Could you print every entry below exactly as given?
•••••
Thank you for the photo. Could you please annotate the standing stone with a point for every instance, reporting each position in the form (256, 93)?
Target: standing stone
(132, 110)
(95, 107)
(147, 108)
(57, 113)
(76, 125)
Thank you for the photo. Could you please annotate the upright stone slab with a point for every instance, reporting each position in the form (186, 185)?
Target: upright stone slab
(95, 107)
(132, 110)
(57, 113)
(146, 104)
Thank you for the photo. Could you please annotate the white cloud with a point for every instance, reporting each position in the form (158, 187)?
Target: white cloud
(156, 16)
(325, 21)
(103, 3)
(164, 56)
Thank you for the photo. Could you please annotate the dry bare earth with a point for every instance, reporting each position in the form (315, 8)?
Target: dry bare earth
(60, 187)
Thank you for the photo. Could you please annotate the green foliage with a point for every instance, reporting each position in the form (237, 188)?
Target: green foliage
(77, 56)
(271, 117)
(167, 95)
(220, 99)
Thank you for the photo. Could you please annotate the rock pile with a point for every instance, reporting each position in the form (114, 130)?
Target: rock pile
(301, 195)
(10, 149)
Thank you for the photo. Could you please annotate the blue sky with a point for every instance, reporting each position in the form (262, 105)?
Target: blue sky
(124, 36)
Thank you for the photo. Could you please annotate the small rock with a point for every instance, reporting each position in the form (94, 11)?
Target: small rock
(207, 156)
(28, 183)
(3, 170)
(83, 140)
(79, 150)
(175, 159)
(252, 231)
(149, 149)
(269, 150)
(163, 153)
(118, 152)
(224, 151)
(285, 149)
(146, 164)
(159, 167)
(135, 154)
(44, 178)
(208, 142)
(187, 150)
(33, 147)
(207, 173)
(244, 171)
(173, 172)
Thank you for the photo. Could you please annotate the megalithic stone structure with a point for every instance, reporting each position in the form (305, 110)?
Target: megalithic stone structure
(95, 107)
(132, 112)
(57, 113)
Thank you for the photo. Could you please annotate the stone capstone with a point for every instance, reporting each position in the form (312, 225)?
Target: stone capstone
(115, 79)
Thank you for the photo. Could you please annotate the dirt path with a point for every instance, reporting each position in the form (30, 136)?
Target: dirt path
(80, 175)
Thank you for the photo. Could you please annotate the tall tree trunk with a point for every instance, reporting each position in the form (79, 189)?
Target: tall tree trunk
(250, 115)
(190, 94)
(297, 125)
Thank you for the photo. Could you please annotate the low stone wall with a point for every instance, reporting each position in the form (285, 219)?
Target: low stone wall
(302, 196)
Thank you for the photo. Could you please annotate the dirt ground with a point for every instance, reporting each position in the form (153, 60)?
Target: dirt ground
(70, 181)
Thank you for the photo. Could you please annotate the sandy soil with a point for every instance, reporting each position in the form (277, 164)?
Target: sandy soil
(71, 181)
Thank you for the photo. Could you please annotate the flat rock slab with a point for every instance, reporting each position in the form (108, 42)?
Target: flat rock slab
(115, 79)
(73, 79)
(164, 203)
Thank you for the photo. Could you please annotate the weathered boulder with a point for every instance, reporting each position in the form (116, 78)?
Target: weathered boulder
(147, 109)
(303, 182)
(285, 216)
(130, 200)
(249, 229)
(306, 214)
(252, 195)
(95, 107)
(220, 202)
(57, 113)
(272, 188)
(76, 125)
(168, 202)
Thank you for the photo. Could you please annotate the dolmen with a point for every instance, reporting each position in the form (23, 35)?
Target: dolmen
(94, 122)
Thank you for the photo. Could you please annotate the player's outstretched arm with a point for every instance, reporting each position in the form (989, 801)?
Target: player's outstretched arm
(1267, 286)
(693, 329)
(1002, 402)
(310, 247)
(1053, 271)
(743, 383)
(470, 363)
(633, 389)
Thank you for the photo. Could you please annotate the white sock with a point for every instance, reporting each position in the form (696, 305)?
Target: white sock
•••••
▸ Expected answer:
Thank you for the photo. Could you please annotate the standing stone with a point for every instance, reporting each position in the form (256, 93)?
Target: standing stone
(132, 110)
(95, 107)
(147, 108)
(57, 113)
(76, 125)
Thank you for the photo. Could you please annotate the upright stone slab with a point for every instance, reporting each position in the form (186, 185)?
Target: upright stone slab
(95, 107)
(132, 110)
(57, 113)
(146, 104)
Thank you for the photo. Could you please annotate the white cloud with a point for every instance, reporting each position in the form (158, 187)?
Target: white cloud
(156, 16)
(325, 21)
(103, 3)
(164, 56)
Thank you for the photo. Could you please annotate the dry bare earth with a point for every instance, reporting each position in the form (315, 8)?
Target: dry bare earth
(60, 187)
Thank you for the photo. Could you please annotate the green foliage with a point for every instance, reporting each position in the form (237, 188)?
Target: green foliage
(77, 56)
(271, 117)
(167, 95)
(220, 99)
Thank you for the photo. Could you please annotate the rock pile with a point for every instance, reporting each position in the form (114, 130)?
Target: rock pile
(301, 195)
(10, 149)
Thank you for the photo. Could you please annotate the blue sky with a point for every instance, reporting each position in the form (262, 105)?
Target: blue sky
(124, 36)
Thank you for the photo. Could you please annotate the small rock with a point for every instance, reporting each position in the form (94, 11)?
Target: small rock
(207, 156)
(28, 183)
(3, 170)
(83, 140)
(79, 150)
(175, 159)
(252, 231)
(149, 149)
(269, 150)
(163, 153)
(118, 152)
(224, 151)
(285, 149)
(146, 164)
(159, 167)
(135, 154)
(44, 178)
(208, 142)
(187, 150)
(33, 147)
(207, 173)
(244, 171)
(173, 172)
Thank you for the photo. Could you please annotate the megalithic stone structure with a point for every instance, reporting each position in the form (305, 110)?
Target: megalithic stone structure
(95, 107)
(132, 112)
(57, 113)
Thank you for the photo. Could you please annotate the stone capstone with a point for every instance, reporting each position in the form (312, 225)?
Target: stone capstone
(115, 79)
Thank you for the photo. Could you please annotate the dirt path with a point for every instance, reporting each position in the form (30, 136)?
Target: dirt path
(80, 175)
Thank you for the photo. Could you please annotate the tall tree trunk with a point for every instance, reporting each position in the form (79, 189)?
Target: tall tree trunk
(250, 115)
(190, 94)
(297, 125)
Thank you for the photo. Could you please annotate the low stone wall with a point for every instance, reporting each position in the form (285, 219)?
Target: low stone wall
(302, 196)
Thank you for the photo. Could you please annotate the dirt ground with a point for every instance, reporting each position in the form (153, 60)?
Target: dirt ground
(70, 181)
Thank you for the photo. Could you please annotate the sandy soil with a point for every instance, reporting each position in the form (277, 164)?
Target: sandy soil
(71, 181)
Thank you for the photo. Could you please annotate the flat rock slab with a point for every instance, reporting each position in the form (108, 42)?
Target: flat rock slab
(115, 79)
(73, 79)
(164, 203)
Thank you for the photo. Could you please annotate the weathered boulder with a point for every instance, reporting each position in the form (116, 78)?
Target: weathered boulder
(147, 109)
(303, 182)
(285, 216)
(130, 200)
(249, 229)
(306, 214)
(252, 195)
(95, 107)
(220, 202)
(57, 113)
(272, 188)
(76, 125)
(168, 202)
Thank you for the photo. Could you please annotate the dolmen with a point for every instance, reporting each position in the form (23, 35)?
Target: dolmen
(94, 122)
Thank you for the photo. Could you please annotate the player's outstretched arm with a point for every instance, reporting each position in the form (989, 801)?
Target: player's outstretched arm
(1267, 286)
(693, 329)
(1002, 402)
(310, 247)
(1053, 271)
(743, 383)
(470, 363)
(633, 389)
Thank you for the photo. Could you please annotate the white sock with a point for every instance, reporting each position in the form (696, 305)?
Target: white sock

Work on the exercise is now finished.